== Work task 1 ==
In the Collected data entries below, replace "rough mask" with "coarse mask" in every line from the first line of the entries through the line containing "positive clicks: (209, 172)", both ends included. Give only those lines, with nothing else changed.

== Study text ==
★ ★ ★ ★

The Mathematics and Science Literacy Study

The most significant difference between the mathematics and science literacy study and both other components of TIMSS and other IEA studies, is that the MSL study is not an attempt to measure what has been taught and learned in a given year of schooling or to a given age-group of students. Instead, it is a study of the residue of mathematics and science learning that final-year students, who are on the point of leaving school and entering the workforce or post-secondary education, have retained regardless of their current areas of study. These students may have studied mathematics and science in their final years of school or they may not have; they may regard themselves as specialists in mathematics and science, in other subjects, or in none; they may be entering occupations or further education related to mathematics and science, or they may have no intention of doing so. Nonetheless, all of them have studied mathematics and science at some time during their school careers and all of them are entering a world increasingly affected by science and technology. The role of the literacy study within TIMSS, therefore, is to ask whether the mathematics and science school leavers have been taught is still remembered and can be applied to the challenges of life beyond school.

Of the four principal research questions of TIMSS, the literacy study focuses most strongly on Question 3, and relates to student achievement. In particular, as the account of the development of the MSL concept within TIMSS in Chapter 2 shows, it is the residue of conceptual learning in mathematics and science that the MSL study is most directly concerned with, together with students' ability to reason with, and apply, that conceptual learning in a social context. Question 4, concerning the relationships between curricula and social and educational contexts, is also important in the context of the literacy study. Adapted to the nature of the MSL study, Question 4 enquires into the relationship between attainment in mathematics and science literacy and overall features of each nation's provisions for teaching and learning those subjects. Of particular interest will be the relationship between a nation's population 31 specialist students' attainment in their specialty subjects, and the same nation's MSL attainment.

★ ★ ★ ★

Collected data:
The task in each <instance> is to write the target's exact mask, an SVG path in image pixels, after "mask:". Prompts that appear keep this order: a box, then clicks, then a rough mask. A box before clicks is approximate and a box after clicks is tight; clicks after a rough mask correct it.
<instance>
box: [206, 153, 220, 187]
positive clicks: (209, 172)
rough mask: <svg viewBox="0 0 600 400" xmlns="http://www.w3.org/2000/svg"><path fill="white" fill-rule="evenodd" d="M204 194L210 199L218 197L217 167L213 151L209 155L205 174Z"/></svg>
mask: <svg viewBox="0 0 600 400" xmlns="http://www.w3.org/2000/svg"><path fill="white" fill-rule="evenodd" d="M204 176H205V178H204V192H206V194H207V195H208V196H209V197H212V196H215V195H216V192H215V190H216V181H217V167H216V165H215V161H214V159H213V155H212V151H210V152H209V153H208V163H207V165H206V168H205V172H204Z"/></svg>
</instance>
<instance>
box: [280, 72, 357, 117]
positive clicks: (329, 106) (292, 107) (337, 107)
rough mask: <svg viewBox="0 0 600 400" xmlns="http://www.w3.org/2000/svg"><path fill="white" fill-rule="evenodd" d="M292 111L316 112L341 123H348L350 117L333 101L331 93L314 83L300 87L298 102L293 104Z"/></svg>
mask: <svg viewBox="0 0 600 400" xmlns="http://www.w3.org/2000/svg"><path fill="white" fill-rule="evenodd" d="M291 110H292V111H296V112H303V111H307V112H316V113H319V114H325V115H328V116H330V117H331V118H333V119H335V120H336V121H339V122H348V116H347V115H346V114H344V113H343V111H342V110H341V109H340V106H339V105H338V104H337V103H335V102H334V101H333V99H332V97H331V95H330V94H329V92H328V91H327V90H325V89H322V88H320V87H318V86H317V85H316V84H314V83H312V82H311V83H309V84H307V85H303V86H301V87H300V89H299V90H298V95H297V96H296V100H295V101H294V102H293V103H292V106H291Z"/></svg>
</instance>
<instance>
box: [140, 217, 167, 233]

★ ★ ★ ★

== Work task 2 ==
Write out the whole text above on the mathematics and science literacy study, word for word.

== Solution 1 ==
The task in each <instance> is to write the target's exact mask, an SVG path in image pixels, after "mask:". Prompts that appear keep this order: a box, then clicks, then a coarse mask. A box before clicks is approximate and a box after clicks is tight; clicks after a coarse mask correct it.
<instance>
box: [206, 153, 220, 187]
positive clicks: (209, 172)

== Solution 2 ==
The Mathematics and Science Literacy Study

The most significant difference between the mathematics and science literacy study and both other components of TIMSS and other IEA studies, is that the MSL study is not an attempt to measure what has been taught and learned in a given year of schooling or to a given age-group of students. Instead, it is a study of the residue of mathematics and science learning that final-year students, who are on the point of leaving school and entering the workforce or post-secondary education, have retained regardless of their current areas of study. These students may have studied mathematics and science in their final years of school or they may not have; they may regard themselves as specialists in mathematics and science, in other subjects, or in none; they may be entering occupations or further education related to mathematics and science, or they may have no intention of doing so. Nonetheless, all of them have studied mathematics and science at some time during their school careers and all of them are entering a world increasingly affected by science and technology. The role of the literacy study within TIMSS, therefore, is to ask whether the mathematics and science school leavers have been taught is still remembered and can be applied to the challenges of life beyond school.

Of the four principal research questions of TIMSS, the literacy study focuses most strongly on Question 3, and relates to student achievement. In particular, as the account of the development of the MSL concept within TIMSS in Chapter 2 shows, it is the residue of conceptual learning in mathematics and science that the MSL study is most directly concerned with, together with students' ability to reason with, and apply, that conceptual learning in a social context. Question 4, concerning the relationships between curricula and social and educational contexts, is also important in the context of the literacy study. Adapted to the nature of the MSL study, Question 4 enquires into the relationship between attainment in mathematics and science literacy and overall features of each nation's provisions for teaching and learning those subjects. Of particular interest will be the relationship between a nation's population 31 specialist students' attainment in their specialty subjects, and the same nation's MSL attainment.